>> Start Extracted material

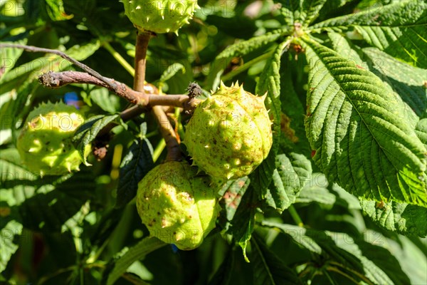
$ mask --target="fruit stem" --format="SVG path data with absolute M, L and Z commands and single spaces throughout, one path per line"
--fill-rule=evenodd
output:
M 145 66 L 147 63 L 147 50 L 152 33 L 148 31 L 138 31 L 135 46 L 135 75 L 134 77 L 134 90 L 145 93 L 144 83 L 145 81 Z M 153 106 L 152 109 L 160 128 L 160 133 L 167 147 L 167 161 L 180 160 L 181 159 L 179 143 L 176 135 L 169 121 L 166 113 L 161 106 Z M 159 154 L 157 154 L 159 155 Z
M 302 222 L 302 220 L 301 219 L 300 215 L 297 212 L 297 210 L 295 209 L 295 207 L 293 207 L 293 205 L 290 205 L 290 207 L 288 208 L 288 209 L 289 210 L 289 214 L 290 214 L 290 216 L 293 219 L 295 224 L 297 224 L 298 227 L 304 227 L 304 223 Z
M 110 43 L 108 43 L 107 41 L 105 41 L 102 43 L 102 44 L 104 45 L 104 48 L 105 48 L 105 49 L 108 51 L 110 53 L 111 53 L 112 57 L 115 58 L 115 60 L 117 61 L 119 63 L 120 63 L 120 66 L 123 66 L 123 68 L 126 69 L 126 71 L 129 72 L 131 76 L 133 76 L 135 74 L 135 70 L 132 67 L 130 64 L 129 64 L 127 61 L 126 61 L 125 58 L 123 58 L 120 53 L 117 53 L 112 48 L 112 46 L 111 46 Z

>> End Extracted material

Retype all of the rows above character for character, but leave out the pictures.

$ mask --target="fruit stem" --format="SVG path data with absolute M, L and Z commands and single spaces throughout, one path per line"
--fill-rule=evenodd
output:
M 145 66 L 147 63 L 147 50 L 152 33 L 148 31 L 138 31 L 135 46 L 135 75 L 134 77 L 134 90 L 145 93 L 144 83 L 145 81 Z M 153 106 L 152 109 L 160 128 L 160 133 L 167 147 L 167 161 L 180 160 L 181 159 L 179 143 L 176 135 L 169 121 L 166 113 L 161 106 Z M 159 154 L 157 154 L 159 155 Z
M 302 222 L 302 220 L 301 219 L 300 215 L 297 212 L 297 210 L 295 209 L 295 207 L 293 207 L 293 205 L 290 205 L 290 207 L 288 208 L 288 209 L 289 210 L 289 214 L 290 214 L 290 216 L 293 219 L 295 224 L 297 224 L 298 227 L 304 227 L 304 223 Z
M 110 43 L 108 43 L 107 41 L 105 41 L 102 43 L 102 44 L 104 45 L 104 48 L 105 48 L 105 49 L 108 51 L 110 53 L 111 53 L 112 57 L 115 58 L 115 60 L 117 61 L 119 63 L 120 63 L 120 66 L 123 66 L 123 68 L 126 69 L 126 71 L 129 72 L 131 76 L 133 76 L 135 74 L 135 70 L 132 67 L 130 64 L 129 64 L 127 61 L 126 61 L 125 58 L 123 58 L 120 53 L 117 53 L 112 48 L 112 46 L 111 46 Z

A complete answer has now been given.